WRITTEN TASK →
Exclude the pictures, then copy all remaining records exactly.

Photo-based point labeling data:

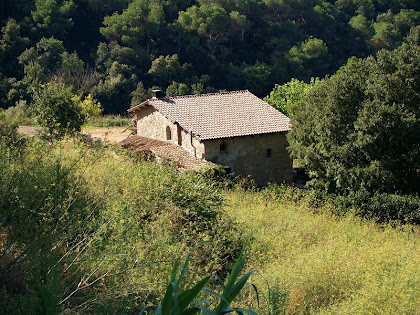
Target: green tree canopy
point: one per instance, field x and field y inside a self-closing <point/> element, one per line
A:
<point x="284" y="96"/>
<point x="58" y="110"/>
<point x="360" y="129"/>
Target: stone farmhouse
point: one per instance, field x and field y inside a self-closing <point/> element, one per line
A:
<point x="236" y="129"/>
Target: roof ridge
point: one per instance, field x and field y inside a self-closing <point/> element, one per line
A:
<point x="207" y="94"/>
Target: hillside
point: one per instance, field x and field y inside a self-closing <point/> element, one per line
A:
<point x="117" y="50"/>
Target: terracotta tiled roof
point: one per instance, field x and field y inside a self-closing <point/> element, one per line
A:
<point x="164" y="149"/>
<point x="221" y="115"/>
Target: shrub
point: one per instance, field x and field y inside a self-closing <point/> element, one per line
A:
<point x="58" y="110"/>
<point x="18" y="114"/>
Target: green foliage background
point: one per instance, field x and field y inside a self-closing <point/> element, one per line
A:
<point x="119" y="50"/>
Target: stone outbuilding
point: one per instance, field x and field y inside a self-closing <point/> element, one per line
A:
<point x="236" y="129"/>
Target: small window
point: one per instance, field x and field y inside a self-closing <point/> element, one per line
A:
<point x="223" y="148"/>
<point x="168" y="133"/>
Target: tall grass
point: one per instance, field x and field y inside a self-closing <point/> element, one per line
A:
<point x="81" y="224"/>
<point x="314" y="262"/>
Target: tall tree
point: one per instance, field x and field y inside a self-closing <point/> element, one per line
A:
<point x="361" y="127"/>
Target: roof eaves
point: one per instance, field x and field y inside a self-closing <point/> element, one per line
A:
<point x="243" y="135"/>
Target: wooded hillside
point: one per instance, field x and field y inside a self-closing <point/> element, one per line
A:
<point x="117" y="50"/>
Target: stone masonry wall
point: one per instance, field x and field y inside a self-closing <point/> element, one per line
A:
<point x="248" y="156"/>
<point x="152" y="124"/>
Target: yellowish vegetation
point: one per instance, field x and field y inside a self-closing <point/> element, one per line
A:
<point x="318" y="263"/>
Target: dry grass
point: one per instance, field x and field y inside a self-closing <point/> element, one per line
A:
<point x="328" y="265"/>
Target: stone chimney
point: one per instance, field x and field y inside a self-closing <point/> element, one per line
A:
<point x="156" y="94"/>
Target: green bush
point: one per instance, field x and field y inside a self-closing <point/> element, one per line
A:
<point x="93" y="224"/>
<point x="19" y="114"/>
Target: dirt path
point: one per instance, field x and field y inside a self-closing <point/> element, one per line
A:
<point x="112" y="135"/>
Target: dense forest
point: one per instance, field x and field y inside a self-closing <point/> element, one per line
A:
<point x="117" y="50"/>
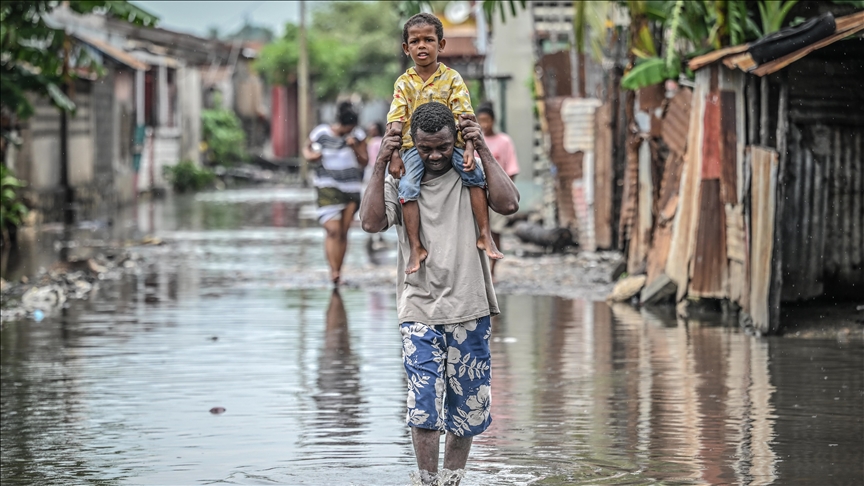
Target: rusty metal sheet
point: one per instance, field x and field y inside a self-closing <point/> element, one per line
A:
<point x="676" y="123"/>
<point x="711" y="138"/>
<point x="640" y="238"/>
<point x="568" y="166"/>
<point x="708" y="271"/>
<point x="667" y="204"/>
<point x="764" y="162"/>
<point x="728" y="148"/>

EXPECTED ANSWER →
Target: green tree canopy
point: one per instance, field x and field y inside a self-closing <point/> element, one per line
A:
<point x="284" y="96"/>
<point x="58" y="110"/>
<point x="360" y="129"/>
Target: stone farmhouse
point: one per instance, field x and field y inside a self-closing <point/> element, one per line
A:
<point x="236" y="129"/>
Target: roof ridge
point: one per instance, field x and field y inside a self-closing <point/> element, one per line
A:
<point x="207" y="94"/>
Target: hillside
point: one per instance, field x and field y inside a self-closing <point/> element, one per line
A:
<point x="117" y="50"/>
Target: terracotta tiled roof
point: one per instance, field x and field y inside a self-closing <point/> element, one per line
A:
<point x="164" y="149"/>
<point x="221" y="115"/>
Target: shrub
point: one per instance, field x and field y inside a self-closing <point/> element, one per line
A:
<point x="58" y="110"/>
<point x="18" y="114"/>
Target: green foliage background
point: one per instance, field x and field y inside a self-closing <point/> element, one per line
A:
<point x="119" y="50"/>
Target: stone outbuilding
point: one per instance, field x and field y inside a self-closing <point/> element, one per line
A:
<point x="236" y="129"/>
Target: small window
point: one per instance, field x and field y inside a self-closing <point/> element, one per line
A:
<point x="223" y="148"/>
<point x="168" y="133"/>
Target: tall grass
point: one per instance, field x and field y inside a self-closing <point/> element, one per line
A:
<point x="81" y="224"/>
<point x="314" y="262"/>
Target: tall tree
point: one per instance, field x and field y inside a self-closing <point/> element, one per line
A:
<point x="361" y="127"/>
Target: roof eaves
point: one per instance, field x and field y inside a self-closing <point/> element, one per line
A:
<point x="243" y="135"/>
Target: wooded hillside
point: one per instance, field x and field y inside a self-closing <point/> element, one per line
A:
<point x="117" y="50"/>
Target: stone masonry wall
point: one per instance, field x and field y inside a self-closing <point/> element, one per line
A:
<point x="248" y="156"/>
<point x="152" y="124"/>
Target: yellowish vegetation
point: one per instance, field x and field y inside a self-closing <point/> element, one per line
A:
<point x="318" y="263"/>
Target: dry grass
point: one per instance, field x and field y inside a self-closing <point/> element, one per line
A:
<point x="328" y="265"/>
Target: stone chimney
point: one per instance, field x and field y inside a self-closing <point/> element, one per line
A:
<point x="156" y="94"/>
Target: green bush
point: one per instance, field x and field y inside a self-closing <point/> element, one per line
A:
<point x="93" y="224"/>
<point x="19" y="114"/>
Target: dirt path
point: one per instance, field x and field y inside a self-closing <point/> element, one per line
A:
<point x="112" y="135"/>
Target: dense forest
point: one per instance, field x and field y inside a self-closing <point/> element, one per line
A:
<point x="117" y="50"/>
Target: rusty metal sheet
point: one per instance, field x and field y inside a self-closing <point/> element, one per line
A:
<point x="676" y="123"/>
<point x="711" y="138"/>
<point x="640" y="238"/>
<point x="568" y="166"/>
<point x="708" y="271"/>
<point x="667" y="204"/>
<point x="764" y="162"/>
<point x="728" y="148"/>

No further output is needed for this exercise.